## Short problem A:
Decide whether each statement below agrees with the blood donation passage, answering yes or no and quoting the exact words of the passage that settle it. (i) The narrator proposed donating blood during lunch breaks. (ii) The needle went into the sister's left arm. (iii) The narrator's own puncturer gave the instruction to stop squeezing.
## Short problem B:
Carry on the blood donation passage from its last sentence.

## Excerpted passage:
+ + + +
Moments later I made my second big mistake of the day, the first big mistake being me cheerfully suggesting my sister and I donate blood on our lunch breaks, after I had consumed not the most sufficient of breakfasts for such a task. But back to the second big mistake. I looked over at my sister, and chose not to look away, as her puncturer (a friendly woman with dark hair and braces) stuck the needle into the vein in her right arm, simultaneously squirting a little spurt of dark red blood onto my sister’s right arm. Instantly I stopped my deep breathing and felt myself getting A. a little grossed out and B. protective, because hey! that’s my baby carrot sister’s blood, and you be careful with that needle, lady.
Then, after my sister appeared to be doing just fine, I continued with the big mistake making, and looked down at my own bag, now almost full to the brim with my own dark red blood. A puncturer who was not my puncturer noticed my blood-brimming bag and told me to stop squeezing my red squeezy thingy. I watched him clamp (why wasn’t I just sitting there with my eyes closed, WHY?) the bag and then instantly felt the pulse resonating from within the punctured vein as if it were careening through my right and left earlobes. I could hear my heart beat, and it was beating rather quickly.
+ + + +
## Listing:
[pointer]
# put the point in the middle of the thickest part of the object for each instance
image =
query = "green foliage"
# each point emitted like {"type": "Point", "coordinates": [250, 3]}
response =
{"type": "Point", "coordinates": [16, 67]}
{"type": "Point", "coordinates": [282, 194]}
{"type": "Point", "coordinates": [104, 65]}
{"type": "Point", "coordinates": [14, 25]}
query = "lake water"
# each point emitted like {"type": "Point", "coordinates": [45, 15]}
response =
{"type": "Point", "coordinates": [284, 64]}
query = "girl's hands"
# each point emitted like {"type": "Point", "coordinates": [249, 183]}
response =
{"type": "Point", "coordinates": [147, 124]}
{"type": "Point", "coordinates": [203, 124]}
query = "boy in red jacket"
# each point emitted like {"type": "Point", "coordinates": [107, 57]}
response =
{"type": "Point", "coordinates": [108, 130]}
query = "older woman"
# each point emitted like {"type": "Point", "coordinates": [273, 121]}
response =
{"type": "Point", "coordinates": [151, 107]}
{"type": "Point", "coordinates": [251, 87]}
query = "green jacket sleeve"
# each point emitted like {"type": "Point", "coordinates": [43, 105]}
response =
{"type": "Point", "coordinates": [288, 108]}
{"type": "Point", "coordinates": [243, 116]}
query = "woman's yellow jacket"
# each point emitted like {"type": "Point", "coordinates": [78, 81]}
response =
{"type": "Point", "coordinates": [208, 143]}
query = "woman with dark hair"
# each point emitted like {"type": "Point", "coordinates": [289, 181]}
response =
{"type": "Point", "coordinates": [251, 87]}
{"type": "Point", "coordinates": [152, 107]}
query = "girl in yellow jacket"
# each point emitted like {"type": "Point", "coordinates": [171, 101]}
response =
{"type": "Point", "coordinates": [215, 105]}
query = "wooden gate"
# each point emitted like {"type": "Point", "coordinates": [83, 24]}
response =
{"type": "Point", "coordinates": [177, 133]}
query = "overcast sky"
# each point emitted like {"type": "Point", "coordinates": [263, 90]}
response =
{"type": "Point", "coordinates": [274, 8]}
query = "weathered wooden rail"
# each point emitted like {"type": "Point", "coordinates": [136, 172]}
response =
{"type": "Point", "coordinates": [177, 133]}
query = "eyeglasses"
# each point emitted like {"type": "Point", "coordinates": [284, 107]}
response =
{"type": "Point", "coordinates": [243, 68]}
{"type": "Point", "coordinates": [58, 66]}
+ + + +
## Reply A:
(i) Yes: "cheerfully suggesting my sister and I donate blood on our lunch breaks"
(ii) No: "stuck the needle into the vein in her right arm"
(iii) No: "A puncturer who was not my puncturer noticed my blood-brimming bag and told me to stop squeezing my red squeezy thingy."

## Reply B:
Right after the clamping of the bag I remember feeling overly nauseous and extremely dizzy at the same time; even stronger than both of these simultaneous sensations I felt the worried. I was worried that I was going to throw-up all over my blue chair with me still sitting in it, and that all of these people would see me cry, because I can’t throw-up and not cry, I’ve tried, and the only person in the room that understood how much I disliked throwing up was sitting right next to me, but she couldn’t do anything because she had a needle jammed in her arm, and besides, I’m the big sister who is supposed to be showing her little sister that giving blood is not a big deal at all.
I also remember thinking that I couldn’t decide whether I should tell my puncturer that I was feeling dizzy or that I was feeling as if I might lose my Cheerios. Which was more important? And maybe I’m just imaging that I’m feeling sick, and hey, why is the room spinning and darkening right now?
What I don’t remember is me turning three shades of white — reserving the palest hue for my lips — breaking into a cold sweat, my left shoe falling off, my head falling to my chest, and me losing consciousness. I also don’t remember ultimately deciding that I would phrase my concern about my simultaneous dizziness and nausea in the whispered statement: “I don’t feel well,” but apparently I did, and when my puncturer told me that’s what I muttered I instantly felt proud because I had used the word “well” instead of “good,” proving that even as I am passing out I strive to be grammatically correct, because why else do we have grammar if not to be used in these types of defining moments when one’s use of grammar is more important than even one’s consciousness?
I was only out for a manner of seconds–ten to fifteen at most–but I felt as if I had been asleep for days, and wherever I went during those ten seconds was peaceful and dark and my stomach didn’t hurt and I didn’t feel dizzy and I couldn’t tell my body temperature had risen dreadfully high and I was currently dripping with sweat. And I could have sworn that I heard a Dido song playing loudly somewhere in the background of my dark cozy place.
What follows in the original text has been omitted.